### Data supplied
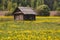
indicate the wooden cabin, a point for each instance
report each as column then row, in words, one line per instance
column 54, row 13
column 24, row 13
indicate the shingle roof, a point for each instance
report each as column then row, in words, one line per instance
column 26, row 10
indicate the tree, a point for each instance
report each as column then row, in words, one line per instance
column 43, row 10
column 9, row 5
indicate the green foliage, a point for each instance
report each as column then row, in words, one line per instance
column 43, row 10
column 9, row 4
column 58, row 9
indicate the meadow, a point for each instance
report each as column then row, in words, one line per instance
column 44, row 28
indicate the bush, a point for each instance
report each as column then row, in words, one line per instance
column 43, row 10
column 58, row 9
column 8, row 14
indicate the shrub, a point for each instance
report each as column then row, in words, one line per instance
column 43, row 10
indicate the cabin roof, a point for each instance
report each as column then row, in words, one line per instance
column 26, row 10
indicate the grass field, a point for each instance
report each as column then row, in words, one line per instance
column 44, row 28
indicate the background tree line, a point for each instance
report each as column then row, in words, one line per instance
column 12, row 4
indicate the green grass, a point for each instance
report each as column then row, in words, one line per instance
column 30, row 30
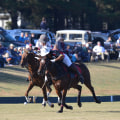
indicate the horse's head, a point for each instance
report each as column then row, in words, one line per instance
column 42, row 65
column 26, row 56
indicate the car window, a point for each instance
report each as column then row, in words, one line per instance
column 64, row 36
column 8, row 37
column 1, row 38
column 86, row 36
column 75, row 36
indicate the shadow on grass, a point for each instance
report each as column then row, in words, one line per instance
column 8, row 78
column 104, row 111
column 109, row 66
column 16, row 68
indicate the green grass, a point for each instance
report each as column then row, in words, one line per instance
column 105, row 80
column 89, row 111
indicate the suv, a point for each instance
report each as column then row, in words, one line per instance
column 6, row 39
column 16, row 33
column 74, row 36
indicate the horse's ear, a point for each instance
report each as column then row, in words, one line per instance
column 26, row 51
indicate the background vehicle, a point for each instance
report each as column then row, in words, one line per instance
column 16, row 33
column 6, row 39
column 74, row 36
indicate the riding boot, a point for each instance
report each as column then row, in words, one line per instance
column 74, row 69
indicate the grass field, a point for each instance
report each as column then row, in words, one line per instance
column 105, row 79
column 89, row 111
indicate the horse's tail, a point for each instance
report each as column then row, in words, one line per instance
column 84, row 71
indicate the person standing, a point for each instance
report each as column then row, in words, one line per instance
column 32, row 39
column 43, row 24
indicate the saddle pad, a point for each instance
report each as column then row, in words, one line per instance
column 79, row 68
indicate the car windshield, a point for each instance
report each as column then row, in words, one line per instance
column 64, row 36
column 75, row 36
column 8, row 37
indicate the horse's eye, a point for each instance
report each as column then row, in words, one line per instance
column 42, row 61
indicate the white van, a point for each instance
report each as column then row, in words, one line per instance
column 74, row 36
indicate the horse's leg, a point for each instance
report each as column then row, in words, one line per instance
column 93, row 93
column 45, row 98
column 63, row 102
column 48, row 89
column 59, row 93
column 79, row 88
column 31, row 85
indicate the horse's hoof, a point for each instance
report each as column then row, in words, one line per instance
column 98, row 101
column 70, row 107
column 44, row 105
column 80, row 105
column 38, row 73
column 59, row 104
column 60, row 111
column 52, row 105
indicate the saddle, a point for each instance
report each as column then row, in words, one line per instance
column 63, row 70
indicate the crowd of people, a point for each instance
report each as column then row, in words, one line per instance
column 77, row 53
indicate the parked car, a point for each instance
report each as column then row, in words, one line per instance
column 73, row 36
column 16, row 33
column 6, row 39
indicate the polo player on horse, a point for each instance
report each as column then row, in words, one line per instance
column 56, row 55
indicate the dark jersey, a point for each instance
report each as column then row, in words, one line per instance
column 56, row 53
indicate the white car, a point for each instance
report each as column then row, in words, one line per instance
column 15, row 33
column 74, row 36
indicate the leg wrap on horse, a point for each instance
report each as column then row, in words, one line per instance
column 73, row 68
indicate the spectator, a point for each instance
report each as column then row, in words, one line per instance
column 32, row 39
column 43, row 24
column 68, row 51
column 2, row 60
column 99, row 52
column 21, row 38
column 15, row 55
column 118, row 43
column 43, row 40
column 8, row 56
column 75, row 57
column 60, row 45
column 26, row 38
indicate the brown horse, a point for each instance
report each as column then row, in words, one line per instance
column 28, row 60
column 66, row 81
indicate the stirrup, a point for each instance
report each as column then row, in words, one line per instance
column 81, row 79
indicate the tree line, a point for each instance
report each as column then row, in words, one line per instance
column 64, row 14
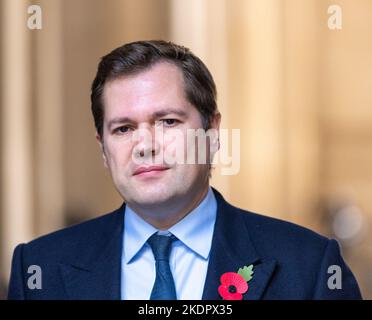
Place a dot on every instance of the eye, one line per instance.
(170, 122)
(122, 129)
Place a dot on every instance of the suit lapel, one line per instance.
(232, 249)
(97, 273)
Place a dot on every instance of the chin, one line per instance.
(151, 195)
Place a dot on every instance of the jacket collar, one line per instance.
(232, 250)
(97, 274)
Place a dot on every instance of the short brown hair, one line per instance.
(135, 57)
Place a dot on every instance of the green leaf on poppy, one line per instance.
(246, 272)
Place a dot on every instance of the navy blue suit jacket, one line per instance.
(84, 261)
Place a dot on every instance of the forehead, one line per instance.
(161, 86)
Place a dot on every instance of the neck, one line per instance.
(165, 216)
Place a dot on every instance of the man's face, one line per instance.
(143, 102)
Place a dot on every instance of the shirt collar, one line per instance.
(195, 230)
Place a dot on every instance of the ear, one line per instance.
(215, 124)
(100, 142)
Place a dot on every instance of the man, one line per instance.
(175, 237)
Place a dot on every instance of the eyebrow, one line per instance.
(155, 115)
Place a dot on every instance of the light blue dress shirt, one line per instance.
(189, 255)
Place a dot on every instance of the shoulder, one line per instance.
(74, 240)
(278, 235)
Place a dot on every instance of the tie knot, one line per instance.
(160, 246)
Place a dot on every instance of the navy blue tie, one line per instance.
(164, 288)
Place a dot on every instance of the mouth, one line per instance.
(149, 171)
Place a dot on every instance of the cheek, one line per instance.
(117, 155)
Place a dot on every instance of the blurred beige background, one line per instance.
(300, 93)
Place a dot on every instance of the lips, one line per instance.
(141, 170)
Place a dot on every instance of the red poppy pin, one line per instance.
(235, 284)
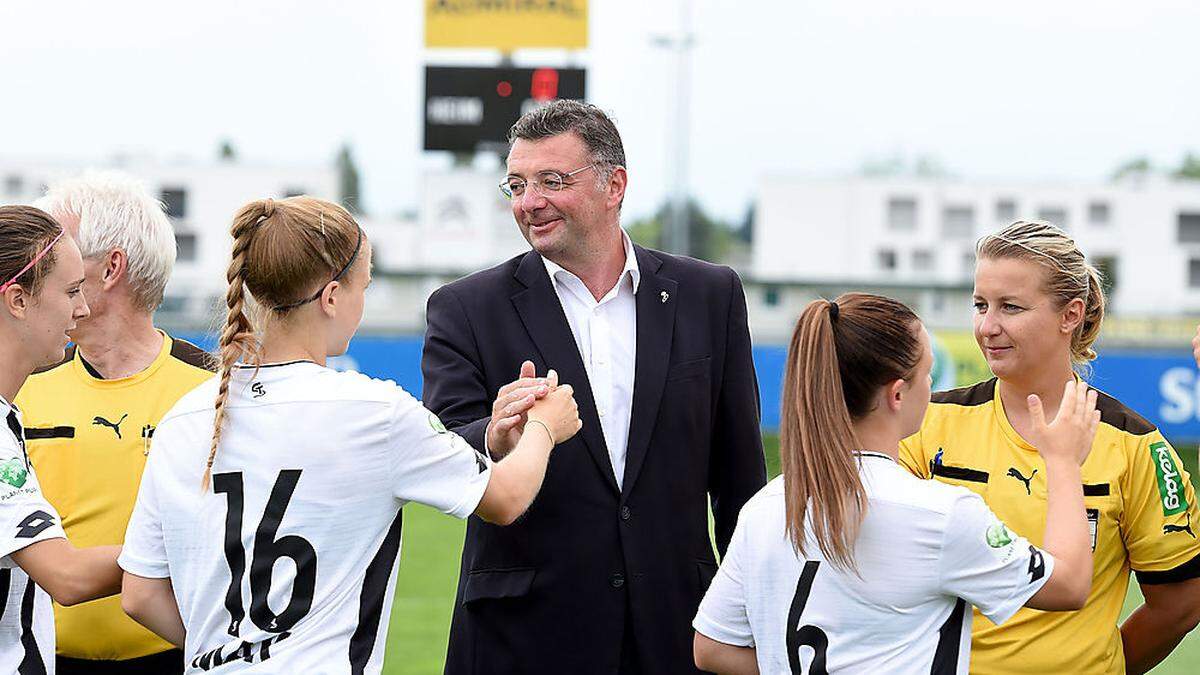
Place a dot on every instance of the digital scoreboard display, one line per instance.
(472, 108)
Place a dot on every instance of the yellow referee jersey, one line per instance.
(89, 440)
(1141, 511)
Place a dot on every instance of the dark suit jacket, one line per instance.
(550, 593)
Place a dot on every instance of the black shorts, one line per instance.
(165, 663)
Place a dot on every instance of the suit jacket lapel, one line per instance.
(544, 318)
(655, 327)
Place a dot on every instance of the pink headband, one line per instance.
(33, 262)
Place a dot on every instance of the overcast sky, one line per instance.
(1055, 90)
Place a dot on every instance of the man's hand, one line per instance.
(1195, 346)
(509, 412)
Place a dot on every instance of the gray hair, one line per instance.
(589, 123)
(117, 211)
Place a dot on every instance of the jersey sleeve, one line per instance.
(987, 563)
(144, 551)
(25, 517)
(723, 614)
(912, 455)
(433, 465)
(1159, 519)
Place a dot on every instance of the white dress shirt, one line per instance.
(606, 333)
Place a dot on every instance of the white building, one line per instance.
(201, 199)
(915, 232)
(465, 225)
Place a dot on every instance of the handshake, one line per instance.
(532, 400)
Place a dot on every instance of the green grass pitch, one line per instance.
(429, 572)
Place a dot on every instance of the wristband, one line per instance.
(549, 432)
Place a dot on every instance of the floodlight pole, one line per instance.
(677, 236)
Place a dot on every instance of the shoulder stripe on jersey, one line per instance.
(1115, 413)
(959, 472)
(192, 356)
(31, 663)
(5, 580)
(375, 587)
(42, 432)
(975, 395)
(949, 635)
(1189, 569)
(66, 358)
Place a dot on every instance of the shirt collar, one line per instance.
(631, 269)
(9, 408)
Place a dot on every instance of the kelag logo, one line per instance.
(1170, 485)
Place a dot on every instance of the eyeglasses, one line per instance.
(544, 183)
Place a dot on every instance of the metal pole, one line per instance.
(677, 169)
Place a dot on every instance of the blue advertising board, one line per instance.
(1163, 387)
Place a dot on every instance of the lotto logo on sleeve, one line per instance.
(1170, 481)
(13, 472)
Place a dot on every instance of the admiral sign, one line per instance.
(507, 24)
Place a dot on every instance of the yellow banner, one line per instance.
(507, 24)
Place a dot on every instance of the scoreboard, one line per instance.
(472, 108)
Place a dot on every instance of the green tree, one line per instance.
(708, 238)
(1189, 168)
(1138, 166)
(226, 153)
(348, 180)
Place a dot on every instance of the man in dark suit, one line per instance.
(605, 572)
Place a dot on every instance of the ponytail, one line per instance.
(840, 354)
(819, 442)
(238, 335)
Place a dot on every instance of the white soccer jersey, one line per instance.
(288, 562)
(925, 551)
(27, 621)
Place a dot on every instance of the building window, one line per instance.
(771, 296)
(903, 214)
(887, 258)
(1006, 211)
(185, 246)
(173, 304)
(1108, 268)
(175, 199)
(923, 260)
(1054, 215)
(958, 222)
(1189, 228)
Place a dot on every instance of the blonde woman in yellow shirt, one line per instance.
(1038, 312)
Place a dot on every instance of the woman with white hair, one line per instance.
(106, 398)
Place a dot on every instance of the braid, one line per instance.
(238, 335)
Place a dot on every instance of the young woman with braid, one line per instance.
(268, 525)
(849, 563)
(1038, 309)
(41, 273)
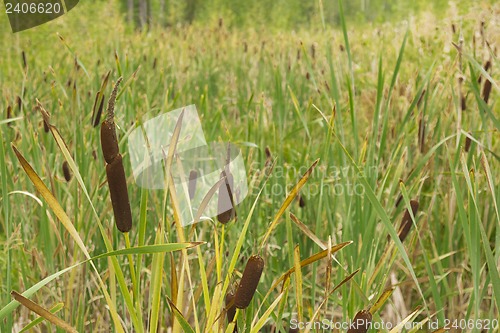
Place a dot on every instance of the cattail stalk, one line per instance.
(406, 222)
(249, 281)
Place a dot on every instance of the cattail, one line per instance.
(19, 103)
(97, 119)
(487, 67)
(230, 309)
(193, 175)
(301, 200)
(9, 112)
(109, 141)
(398, 200)
(406, 222)
(66, 171)
(119, 194)
(361, 322)
(421, 99)
(486, 91)
(269, 156)
(46, 126)
(25, 63)
(463, 101)
(115, 173)
(249, 281)
(468, 141)
(421, 134)
(225, 200)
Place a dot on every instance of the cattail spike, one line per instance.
(486, 91)
(66, 171)
(361, 322)
(111, 102)
(407, 222)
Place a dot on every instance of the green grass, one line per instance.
(354, 105)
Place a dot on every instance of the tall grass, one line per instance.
(356, 103)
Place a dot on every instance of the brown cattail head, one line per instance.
(119, 194)
(421, 99)
(407, 222)
(109, 141)
(25, 63)
(9, 111)
(230, 308)
(193, 175)
(487, 67)
(468, 141)
(302, 201)
(19, 102)
(249, 281)
(225, 204)
(66, 171)
(46, 126)
(486, 91)
(361, 322)
(268, 153)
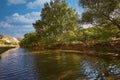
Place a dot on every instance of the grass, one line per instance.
(3, 49)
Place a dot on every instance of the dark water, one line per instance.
(20, 64)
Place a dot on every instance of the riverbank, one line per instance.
(103, 49)
(5, 48)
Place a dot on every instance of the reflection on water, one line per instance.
(20, 64)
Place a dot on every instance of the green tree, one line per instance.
(101, 12)
(57, 19)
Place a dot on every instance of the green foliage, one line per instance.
(57, 21)
(101, 12)
(98, 34)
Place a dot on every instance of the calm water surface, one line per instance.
(20, 64)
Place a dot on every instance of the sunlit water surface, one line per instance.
(20, 64)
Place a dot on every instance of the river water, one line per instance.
(20, 64)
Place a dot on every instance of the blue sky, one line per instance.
(17, 16)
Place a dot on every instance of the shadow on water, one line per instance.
(20, 64)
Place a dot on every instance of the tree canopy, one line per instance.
(56, 19)
(101, 12)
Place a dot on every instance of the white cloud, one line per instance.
(17, 25)
(4, 24)
(36, 4)
(9, 2)
(25, 19)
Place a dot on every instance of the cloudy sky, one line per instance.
(17, 16)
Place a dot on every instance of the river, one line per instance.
(21, 64)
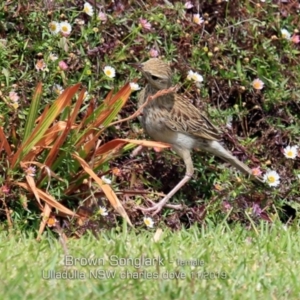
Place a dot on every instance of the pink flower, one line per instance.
(102, 16)
(256, 209)
(153, 52)
(63, 66)
(257, 84)
(145, 24)
(295, 38)
(13, 96)
(40, 65)
(188, 5)
(5, 189)
(256, 171)
(226, 206)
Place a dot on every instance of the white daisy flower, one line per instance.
(257, 84)
(106, 180)
(88, 9)
(65, 27)
(285, 34)
(134, 86)
(54, 27)
(290, 152)
(109, 71)
(102, 211)
(148, 222)
(197, 19)
(272, 178)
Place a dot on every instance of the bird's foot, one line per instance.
(157, 207)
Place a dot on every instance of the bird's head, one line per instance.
(157, 73)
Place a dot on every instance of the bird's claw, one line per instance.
(157, 207)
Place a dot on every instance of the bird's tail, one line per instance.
(217, 149)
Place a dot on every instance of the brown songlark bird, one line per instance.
(171, 119)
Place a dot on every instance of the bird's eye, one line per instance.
(154, 77)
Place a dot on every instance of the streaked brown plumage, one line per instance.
(172, 119)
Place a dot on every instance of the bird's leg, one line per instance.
(186, 156)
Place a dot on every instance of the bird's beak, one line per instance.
(137, 66)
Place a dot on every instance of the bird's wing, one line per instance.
(185, 117)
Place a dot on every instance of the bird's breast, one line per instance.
(153, 122)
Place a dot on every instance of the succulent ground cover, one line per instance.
(237, 61)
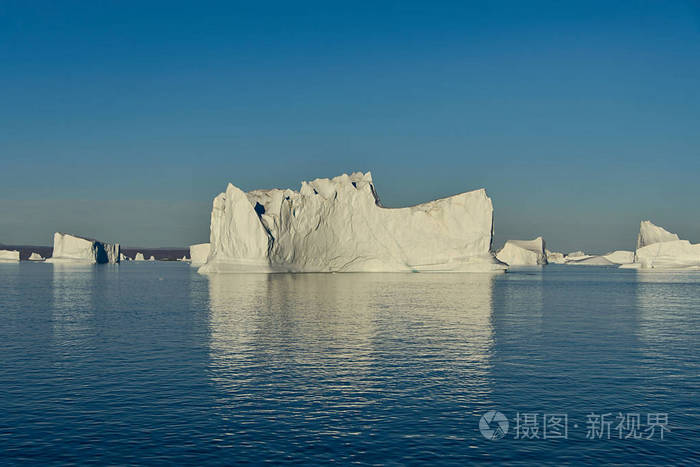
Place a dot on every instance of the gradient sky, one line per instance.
(122, 120)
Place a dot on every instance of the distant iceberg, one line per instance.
(74, 249)
(199, 253)
(339, 225)
(620, 257)
(658, 248)
(523, 253)
(9, 255)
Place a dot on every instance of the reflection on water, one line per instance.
(663, 311)
(138, 363)
(73, 287)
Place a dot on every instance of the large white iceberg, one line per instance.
(658, 248)
(523, 253)
(9, 255)
(620, 257)
(199, 253)
(339, 225)
(73, 249)
(650, 234)
(555, 257)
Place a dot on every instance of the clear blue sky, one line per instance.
(122, 120)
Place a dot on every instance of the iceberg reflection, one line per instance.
(341, 339)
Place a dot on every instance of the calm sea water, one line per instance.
(152, 363)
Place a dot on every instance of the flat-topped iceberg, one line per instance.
(555, 257)
(199, 253)
(339, 225)
(650, 234)
(658, 248)
(9, 255)
(73, 249)
(523, 253)
(620, 257)
(614, 258)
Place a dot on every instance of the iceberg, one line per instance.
(9, 255)
(620, 257)
(71, 249)
(340, 225)
(576, 256)
(658, 248)
(523, 253)
(650, 234)
(589, 260)
(555, 257)
(614, 258)
(199, 253)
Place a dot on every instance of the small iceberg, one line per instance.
(69, 248)
(523, 253)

### What this task involves
With the pictures left out, please output each line from the one containing "Place a dot on every instance of the bird's wing, one" through the end of the entries, exactly as it is.

### Solution to this problem
Place a dot on every instance of the bird's wing, one line per instance.
(185, 117)
Place a dot on every instance of the bird's breast, one line per instance.
(153, 122)
Place a dot on every instance of the succulent ground cover, one line per instance.
(237, 61)
Place a dot on every instance of the gradient sky, one line per instance.
(122, 120)
Place a dot on every instance of the distant iceberg, one line per instance.
(74, 249)
(199, 253)
(339, 225)
(620, 257)
(658, 248)
(523, 253)
(9, 255)
Place a dot on every instance of the reflection on water, one line per instance.
(663, 311)
(138, 363)
(73, 287)
Place a dot on every instance of the large white iceberg, one line per instance.
(658, 248)
(523, 253)
(9, 255)
(620, 257)
(199, 253)
(339, 225)
(73, 249)
(650, 234)
(555, 257)
Place a dot on every instance of the clear blue sky, one line per instance.
(122, 120)
Place a dot on every instance of the iceberg reflection, one line per instance.
(341, 339)
Place a dot on every instance of the calm sea water, one line per instance.
(152, 363)
Place a dot on every instance of the flat-topped iceberg, one line per instance.
(555, 257)
(199, 253)
(339, 225)
(650, 234)
(658, 248)
(9, 255)
(73, 249)
(523, 253)
(620, 257)
(614, 258)
Place a dot on every instance of the iceberg, one line per instance.
(9, 255)
(620, 257)
(71, 249)
(340, 225)
(576, 256)
(658, 248)
(523, 253)
(650, 234)
(589, 260)
(555, 257)
(614, 258)
(199, 253)
Place a dot on every instance of the small iceberg, one line per instance.
(69, 248)
(523, 253)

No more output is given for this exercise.